__GIVEN DATA__:
+ + + + + + +

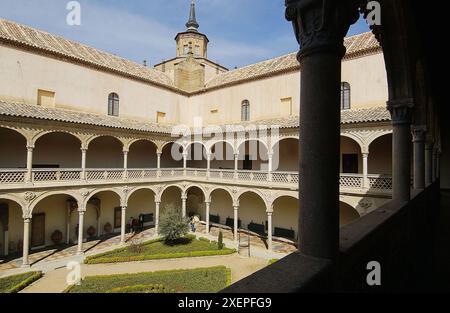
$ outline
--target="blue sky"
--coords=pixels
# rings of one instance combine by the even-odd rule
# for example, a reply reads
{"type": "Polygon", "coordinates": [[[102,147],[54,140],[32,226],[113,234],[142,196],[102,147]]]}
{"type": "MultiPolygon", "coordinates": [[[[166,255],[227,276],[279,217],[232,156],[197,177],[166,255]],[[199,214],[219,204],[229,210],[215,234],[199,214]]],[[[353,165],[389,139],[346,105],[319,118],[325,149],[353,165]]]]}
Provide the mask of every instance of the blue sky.
{"type": "MultiPolygon", "coordinates": [[[[80,0],[81,26],[66,24],[67,0],[0,0],[0,17],[149,64],[175,56],[190,0],[80,0]]],[[[284,0],[196,0],[208,57],[229,68],[298,49],[284,0]]],[[[368,31],[364,20],[349,35],[368,31]]]]}

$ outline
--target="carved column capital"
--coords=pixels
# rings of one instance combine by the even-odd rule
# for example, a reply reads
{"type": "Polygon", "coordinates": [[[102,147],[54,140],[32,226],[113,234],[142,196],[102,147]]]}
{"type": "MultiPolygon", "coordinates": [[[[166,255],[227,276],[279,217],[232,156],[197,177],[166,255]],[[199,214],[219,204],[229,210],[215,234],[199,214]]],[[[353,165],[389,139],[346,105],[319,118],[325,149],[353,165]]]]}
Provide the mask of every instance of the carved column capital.
{"type": "Polygon", "coordinates": [[[411,127],[411,133],[413,136],[413,142],[424,142],[425,133],[427,131],[426,126],[413,126],[411,127]]]}
{"type": "Polygon", "coordinates": [[[344,37],[359,18],[356,0],[286,0],[286,19],[301,45],[299,60],[315,51],[345,55],[344,37]]]}
{"type": "Polygon", "coordinates": [[[414,99],[390,100],[387,102],[387,109],[391,112],[393,125],[411,124],[414,99]]]}

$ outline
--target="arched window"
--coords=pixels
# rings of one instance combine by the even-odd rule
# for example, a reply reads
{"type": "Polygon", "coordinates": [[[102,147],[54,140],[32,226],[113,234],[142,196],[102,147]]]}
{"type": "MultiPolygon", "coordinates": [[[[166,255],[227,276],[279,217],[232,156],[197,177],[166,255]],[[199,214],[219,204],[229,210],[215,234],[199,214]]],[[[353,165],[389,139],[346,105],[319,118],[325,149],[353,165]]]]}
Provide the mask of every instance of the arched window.
{"type": "Polygon", "coordinates": [[[119,116],[119,95],[115,92],[108,97],[108,115],[119,116]]]}
{"type": "Polygon", "coordinates": [[[250,102],[248,100],[242,101],[241,120],[243,122],[250,121],[250,102]]]}
{"type": "Polygon", "coordinates": [[[350,84],[343,82],[341,84],[341,110],[350,110],[350,84]]]}

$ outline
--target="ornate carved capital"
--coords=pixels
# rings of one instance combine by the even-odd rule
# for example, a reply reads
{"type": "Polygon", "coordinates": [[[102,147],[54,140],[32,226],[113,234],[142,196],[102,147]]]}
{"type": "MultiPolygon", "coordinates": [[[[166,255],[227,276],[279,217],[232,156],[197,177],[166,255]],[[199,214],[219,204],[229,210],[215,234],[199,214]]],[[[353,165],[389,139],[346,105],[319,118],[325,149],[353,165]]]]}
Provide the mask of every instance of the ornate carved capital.
{"type": "Polygon", "coordinates": [[[345,55],[344,37],[359,18],[357,0],[286,0],[286,19],[301,45],[299,60],[324,49],[345,55]]]}
{"type": "Polygon", "coordinates": [[[413,135],[413,142],[424,142],[426,131],[427,131],[426,126],[413,126],[411,128],[411,133],[413,135]]]}
{"type": "Polygon", "coordinates": [[[387,103],[387,109],[391,112],[392,124],[411,124],[414,99],[391,100],[387,103]]]}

+ + + + + + +

__WHAT THE TASK ASKS__: Leave out all pictures, then copy the remaining material exactly.

__SOLUTION FOR THIS EXERCISE__:
$ outline
--target="blue sky"
--coords=pixels
# rings of one instance combine by the even-odd rule
# for example, a reply reads
{"type": "Polygon", "coordinates": [[[102,147],[54,140],[32,226],[113,234],[142,196],[102,147]]]}
{"type": "MultiPolygon", "coordinates": [[[[166,255],[227,276],[279,217],[232,156],[197,177],[166,255]],[[199,214],[219,204],[229,210],[215,234],[199,214]]],[[[353,165],[389,139],[346,105],[319,118],[325,149],[353,165]]]]}
Provide the mask of every instance of the blue sky.
{"type": "MultiPolygon", "coordinates": [[[[80,0],[81,26],[66,24],[67,0],[0,0],[0,17],[149,64],[175,56],[190,0],[80,0]]],[[[284,0],[196,0],[208,57],[229,68],[298,49],[284,0]]],[[[368,31],[364,20],[349,35],[368,31]]]]}

$ outline
--target="carved column capital"
--coords=pixels
# rings of one instance combine by the even-odd rule
# for example, a reply reads
{"type": "Polygon", "coordinates": [[[102,147],[54,140],[32,226],[113,234],[142,196],[102,147]]]}
{"type": "MultiPolygon", "coordinates": [[[[166,255],[227,276],[279,217],[232,156],[197,177],[166,255]],[[199,214],[219,204],[229,210],[215,234],[199,214]]],[[[353,165],[389,139],[346,105],[319,118],[325,149],[353,165]]]]}
Provide the mask of every instance of the carved column capital.
{"type": "Polygon", "coordinates": [[[411,127],[411,133],[413,136],[413,142],[424,142],[425,133],[427,131],[426,126],[413,126],[411,127]]]}
{"type": "Polygon", "coordinates": [[[344,37],[359,18],[356,0],[286,0],[286,19],[301,45],[299,60],[315,51],[345,55],[344,37]]]}
{"type": "Polygon", "coordinates": [[[414,99],[390,100],[387,102],[387,109],[391,112],[393,125],[411,124],[414,99]]]}

$ outline
--target="arched window"
--coords=pixels
# rings of one instance combine by the even-odd rule
# for example, a reply reads
{"type": "Polygon", "coordinates": [[[102,147],[54,140],[32,226],[113,234],[142,196],[102,147]]]}
{"type": "MultiPolygon", "coordinates": [[[[166,255],[227,276],[279,217],[232,156],[197,177],[166,255]],[[199,214],[219,204],[229,210],[215,234],[199,214]]],[[[353,165],[389,139],[346,105],[319,118],[325,149],[353,165]]]]}
Provide the mask of every instance of the arched window.
{"type": "Polygon", "coordinates": [[[119,116],[119,95],[115,92],[108,97],[108,115],[119,116]]]}
{"type": "Polygon", "coordinates": [[[250,102],[248,100],[242,101],[241,120],[243,122],[250,121],[250,102]]]}
{"type": "Polygon", "coordinates": [[[350,84],[343,82],[341,84],[341,110],[350,110],[350,84]]]}

$ outline
--target="ornate carved capital"
--coords=pixels
# rings of one instance combine by the even-odd rule
# for example, a reply reads
{"type": "Polygon", "coordinates": [[[102,147],[54,140],[32,226],[113,234],[142,196],[102,147]]]}
{"type": "MultiPolygon", "coordinates": [[[[166,255],[227,276],[279,217],[232,156],[197,177],[166,255]],[[199,214],[219,204],[229,210],[215,234],[199,214]]],[[[353,165],[389,139],[346,105],[319,118],[325,149],[353,165]]]]}
Provide the mask of every instance of the ornate carved capital.
{"type": "Polygon", "coordinates": [[[345,55],[344,37],[359,18],[357,0],[286,0],[286,19],[301,45],[299,60],[324,49],[345,55]]]}
{"type": "Polygon", "coordinates": [[[413,135],[413,142],[424,142],[426,131],[427,131],[426,126],[413,126],[411,128],[411,133],[413,135]]]}
{"type": "Polygon", "coordinates": [[[387,103],[387,109],[391,112],[392,124],[411,124],[414,99],[391,100],[387,103]]]}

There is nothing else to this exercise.